**What this task involves:** Copy every line of the material below word for word.
─── Provided entries
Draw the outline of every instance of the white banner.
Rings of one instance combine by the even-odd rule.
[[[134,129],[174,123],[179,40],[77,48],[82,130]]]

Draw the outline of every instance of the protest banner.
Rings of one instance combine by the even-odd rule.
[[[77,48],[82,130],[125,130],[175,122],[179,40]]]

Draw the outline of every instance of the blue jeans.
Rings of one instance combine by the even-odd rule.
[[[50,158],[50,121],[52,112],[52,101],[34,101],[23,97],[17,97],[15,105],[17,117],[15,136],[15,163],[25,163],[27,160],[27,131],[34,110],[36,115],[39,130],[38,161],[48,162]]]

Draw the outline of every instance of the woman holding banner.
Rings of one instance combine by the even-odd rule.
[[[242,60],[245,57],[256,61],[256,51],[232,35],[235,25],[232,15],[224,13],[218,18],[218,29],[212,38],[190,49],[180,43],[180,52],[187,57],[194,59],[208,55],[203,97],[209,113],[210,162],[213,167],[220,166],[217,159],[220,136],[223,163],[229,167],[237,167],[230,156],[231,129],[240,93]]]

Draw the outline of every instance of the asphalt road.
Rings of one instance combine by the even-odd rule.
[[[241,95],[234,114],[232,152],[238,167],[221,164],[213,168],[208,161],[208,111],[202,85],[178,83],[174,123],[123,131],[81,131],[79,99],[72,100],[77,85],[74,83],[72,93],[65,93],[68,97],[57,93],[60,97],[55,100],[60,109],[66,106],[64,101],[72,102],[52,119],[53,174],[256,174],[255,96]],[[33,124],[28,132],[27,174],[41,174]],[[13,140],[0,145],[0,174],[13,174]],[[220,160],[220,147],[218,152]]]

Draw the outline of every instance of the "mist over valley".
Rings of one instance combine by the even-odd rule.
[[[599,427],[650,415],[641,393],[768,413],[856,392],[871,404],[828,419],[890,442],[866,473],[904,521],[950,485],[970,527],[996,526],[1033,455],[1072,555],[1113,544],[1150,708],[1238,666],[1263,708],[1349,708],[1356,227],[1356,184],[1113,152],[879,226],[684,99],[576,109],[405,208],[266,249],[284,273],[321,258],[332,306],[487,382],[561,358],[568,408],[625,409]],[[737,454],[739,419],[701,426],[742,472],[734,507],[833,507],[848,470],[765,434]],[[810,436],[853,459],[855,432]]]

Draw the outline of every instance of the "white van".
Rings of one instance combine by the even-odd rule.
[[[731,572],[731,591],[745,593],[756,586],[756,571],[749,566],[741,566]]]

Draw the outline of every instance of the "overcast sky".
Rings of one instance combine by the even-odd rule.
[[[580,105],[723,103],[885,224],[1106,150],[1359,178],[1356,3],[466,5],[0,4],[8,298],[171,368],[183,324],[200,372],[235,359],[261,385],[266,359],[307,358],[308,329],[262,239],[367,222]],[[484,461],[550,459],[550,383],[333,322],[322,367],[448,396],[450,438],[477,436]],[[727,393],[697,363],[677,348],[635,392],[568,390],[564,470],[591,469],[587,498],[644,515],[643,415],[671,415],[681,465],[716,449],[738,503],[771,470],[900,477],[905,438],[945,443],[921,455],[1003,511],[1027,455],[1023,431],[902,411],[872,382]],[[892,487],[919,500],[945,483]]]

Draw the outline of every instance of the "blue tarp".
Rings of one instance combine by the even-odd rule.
──────
**Reply:**
Draw the outline of every instance of the white banner.
Rings of one instance combine by the even-odd rule.
[[[134,129],[174,123],[179,40],[77,48],[82,130]]]

Draw the outline of every instance of the protest banner.
Rings of one instance combine by the even-odd rule.
[[[77,48],[82,130],[125,130],[175,122],[179,40]]]

Draw the outline of every instance of the blue jeans.
Rings of one instance combine by the even-odd rule.
[[[50,158],[50,121],[52,112],[52,101],[34,101],[23,97],[17,97],[15,105],[17,117],[15,136],[15,163],[25,163],[27,160],[27,131],[34,110],[36,115],[39,130],[38,161],[48,162]]]

Draw the outline of every instance of the woman holding banner.
Rings of one instance combine by the even-odd rule.
[[[242,60],[245,57],[256,61],[256,51],[232,35],[235,25],[232,15],[224,13],[218,18],[218,29],[212,38],[190,49],[180,43],[180,52],[187,57],[194,59],[208,55],[203,97],[209,113],[210,162],[213,167],[220,166],[217,159],[220,136],[223,163],[229,167],[237,167],[230,156],[231,129],[240,93]]]

Draw the outline of every instance of the asphalt road.
Rings of one instance combine by the even-odd rule.
[[[241,95],[234,114],[232,152],[238,167],[221,164],[213,168],[208,161],[208,111],[202,85],[178,83],[174,123],[123,131],[81,131],[79,99],[72,100],[77,85],[74,83],[72,93],[65,93],[68,97],[57,93],[60,97],[55,100],[60,109],[66,106],[64,101],[72,102],[52,119],[53,174],[256,174],[255,96]],[[33,124],[28,132],[27,174],[41,174]],[[13,140],[0,145],[0,174],[13,174]],[[220,160],[220,147],[218,152]]]

Draw the outline of every instance of the "mist over valley".
Rings of one instance combine by the even-odd rule.
[[[599,427],[650,415],[641,393],[768,413],[856,392],[871,404],[828,419],[890,442],[866,473],[904,521],[950,485],[970,527],[996,526],[1033,455],[1072,555],[1113,544],[1150,708],[1238,666],[1263,708],[1349,708],[1356,227],[1356,184],[1113,152],[879,226],[684,99],[576,109],[405,208],[266,249],[284,273],[321,258],[332,306],[487,382],[561,358],[568,408],[625,409]],[[737,454],[739,419],[701,426],[742,472],[734,507],[833,507],[848,470],[765,434]],[[810,436],[853,459],[855,432]]]

Draw the outline of every instance of the "white van".
Rings of one instance combine by the even-odd rule.
[[[731,572],[731,591],[745,593],[756,586],[756,571],[749,566],[741,566]]]

Draw the outline of every instance of the "overcast sky".
Rings of one instance combine by the even-odd rule.
[[[580,105],[723,103],[885,224],[1106,150],[1359,178],[1356,3],[466,5],[0,4],[8,298],[171,368],[183,324],[200,372],[235,359],[261,385],[266,359],[307,358],[308,329],[262,239],[367,222]],[[484,461],[550,459],[550,383],[333,322],[322,367],[448,396],[450,438],[477,436]],[[727,393],[697,363],[677,348],[635,392],[568,390],[564,470],[591,469],[587,498],[644,515],[643,415],[671,415],[681,465],[716,449],[738,503],[771,470],[900,477],[905,438],[945,443],[921,455],[1003,511],[1027,455],[1023,431],[902,411],[872,382]],[[892,487],[919,500],[945,483]]]

Draw the outline of every instance of the "blue tarp".
Rings of one instance combine by the even-odd rule.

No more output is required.